** Opening Document section block **

As the population of woolly mammoths dwindled, the massive animals’ genomes experienced a mutational meltdown, pushing them closer to extinction, according to a study published today by researchers at UC Berkeley.
The study compared genetic material from a woolly mammoth that lived when the species was plentiful to genetic material from a woolly mammoth that lived as the species neared extinction. The comparison gave researchers the rare opportunity to see what happens to the genome as a population declines, and supported existing theories of genome deterioration stemming from small population sizes. The study also offers a warning to conservationists that preserving a small group of isolated animals is not sufficient to stop negative effects of inbreeding and genomic meltdown.
“There is a long history of theoretical work about how genomes might change in small populations. Here we got a rare chance to look at snapshots of genomes ‘before’ and ‘after’ a population decline in a single species,” said Rebekah Rogers, who led the work as a postdoctoral scholar at Berkeley and is now an assistant professor at the University of North Carolina at Charlotte. “The results we found were consistent with this theory that had been discussed for decades.”

** Closing Document section block **
** Opening Data block **

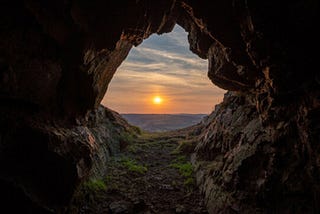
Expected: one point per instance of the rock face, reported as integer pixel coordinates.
(258, 152)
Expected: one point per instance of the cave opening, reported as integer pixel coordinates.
(162, 85)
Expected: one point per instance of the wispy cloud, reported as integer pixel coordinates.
(163, 65)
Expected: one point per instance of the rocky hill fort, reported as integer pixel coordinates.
(257, 153)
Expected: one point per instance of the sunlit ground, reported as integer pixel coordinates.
(163, 76)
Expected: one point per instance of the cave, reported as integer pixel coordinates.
(258, 152)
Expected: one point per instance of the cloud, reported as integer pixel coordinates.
(163, 65)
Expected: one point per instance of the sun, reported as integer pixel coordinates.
(157, 100)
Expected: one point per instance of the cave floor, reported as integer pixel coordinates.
(149, 176)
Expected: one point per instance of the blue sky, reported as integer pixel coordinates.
(163, 66)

** Closing Data block **

=== Task 1 ===
Translate this sentence from the woolly mammoth article into Spanish: "The study also offers a warning to conservationists that preserving a small group of isolated animals is not sufficient to stop negative effects of inbreeding and genomic meltdown."
=== Task 2 ===
Carry the woolly mammoth article forward from its last sentence.
The rows are separate material, apart from the woolly mammoth article.

=== Response area 1 ===
El estudio también advierte a los conservacionistas de que preservar un pequeño grupo de animales aislados no basta para frenar los efectos negativos de la endogamia y del colapso genómico.

=== Response area 2 ===
The study was published today in the journal PLOS Genetics. Rogers conducted the study in collaboration with Monty Slatkin, a Berkeley professor of integrative biology.
Woolly mammoths were one of the most common large herbivores in North America, Siberia and Beringia, the now-underwater land bridge between the two, until a warming climate and human hunters led to their extinction on the mainland about 10,000 years ago. Small island populations persisted until about 3,700 years ago before the species finally disappeared.
To test the theory that woolly mammoths’ genomes changed as their population declined, researchers compared existing genomes from a mainland mammoth that dates back to 45,000 years ago, when the animal was plentiful, to one that lived about 4,300 years ago. The recent genome came from a mammoth that had lived in a group of about 300 animals on Wrangel Island in the Arctic Ocean.
“We found an excess of what looked like bad mutations in the mammoth from Wrangel Island,” Rogers said.
The analysis showed that the island mammoth had accumulated multiple harmful mutations in its genome, which interfered with gene functions. The animals had lost many olfactory receptors, which detect odors, as well as urinary proteins, which can impact social status and mate choice. The genome also revealed that the island mammoth had specific mutations that likely created an unusual translucent satin coat.
Rogers said mathematical models developed by Slatkin of how genomes change as population conditions change were key to analyzing the genomes.
“With only two specimens to look at, these mathematical models were important to show that the differences between the two mammoths are too extreme to be explained by other factors,” Rogers said.